• Excerpt
◇ ◇ ◇ ◇ ◇

Nell Zhoie April 9, 2018

Filing for a bankruptcy can be a distressing experience. Most people accept and understand that a bankruptcy case does not leave them penniless or destitute. However, what they seem to misunderstand is why or how they can keep some of their properties, and not other properties.

This is where bankruptcy exemptions come in. The properties which the law specifically allows anyone to keep after filing a bankruptcy case are called “exemptions” or “exempt property.”

What are bankruptcy exemptions?

Exemptions entitle you to keep a definite amount of your assets safe after filing a bankruptcy. Chapter 7 bankruptcy determines the exemptions or properties you are entitled to keep such as your home, inexpensive car, clothing, professional tools, personal belongings, and retirement account.

  • What happens to your exemptions? If you are able to exempt an asset, then you never have to worry about an appointed bankruptcy trustee to take it and sell it for your creditors’ benefit. Most exemptions protect specific variations of property. For instance, your furniture, or motor vehicle, up to a specific dollar amount.
  • Wildcard exemptions: Sometimes, a bankruptcy exemption protects your assets entire value. Wildcard exemptions are some exemptions that can be relevant towards any asset you own.

How does bankruptcy exemption work?

◇ ◇ ◇ ◇ ◇

• Dataset extract
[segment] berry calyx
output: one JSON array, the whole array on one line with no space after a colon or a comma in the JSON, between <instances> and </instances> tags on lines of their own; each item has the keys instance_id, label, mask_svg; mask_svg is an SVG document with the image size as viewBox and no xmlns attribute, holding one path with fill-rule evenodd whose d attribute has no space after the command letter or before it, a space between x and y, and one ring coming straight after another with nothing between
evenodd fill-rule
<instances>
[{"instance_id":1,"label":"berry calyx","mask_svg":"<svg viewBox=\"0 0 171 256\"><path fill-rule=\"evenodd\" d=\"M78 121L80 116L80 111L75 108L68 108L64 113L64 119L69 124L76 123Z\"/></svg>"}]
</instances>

◇ ◇ ◇ ◇ ◇

• Instruction A
Reproduce the part of the bankruptcy exemptions page that opens with the words containing "Filing for a" and closes with "are bankruptcy exemptions?".
• Instruction B
Output every line of the rows, not the bankruptcy exemptions page, as a Markdown table with the columns No and Line, and skip blank lines.
The bankruptcy exemptions page and the rows are unrelated material.

• Problem solution A
Filing for a bankruptcy can be a distressing experience. Most people accept and understand that a bankruptcy case does not leave them penniless or destitute. However, what they seem to misunderstand is why or how they can keep some of their properties, and not other properties.

This is where bankruptcy exemptions come in. The properties which the law specifically allows anyone to keep after filing a bankruptcy case are called “exemptions” or “exempt property.”

What are bankruptcy exemptions?

• Problem solution B
| No | Line |
|---|---|
| 1 | [segment] berry calyx |
| 2 | output: one JSON array, the whole array on one line with no space after a colon or a comma in the JSON, between <instances> and </instances> tags on lines of their own; each item has the keys instance_id, label, mask_svg; mask_svg is an SVG document with the image size as viewBox and no xmlns attribute, holding one path with fill-rule evenodd whose d attribute has no space after the command letter or before it, a space between x and y, and one ring coming straight after another with nothing between |
| 3 | evenodd fill-rule |
| 4 | <instances> |
| 5 | [{"instance_id":1,"label":"berry calyx","mask_svg":"<svg viewBox=\"0 0 171 256\"><path fill-rule=\"evenodd\" d=\"M78 121L80 116L80 111L75 108L68 108L64 113L64 119L69 124L76 123Z\"/></svg>"}] |
| 6 | </instances> |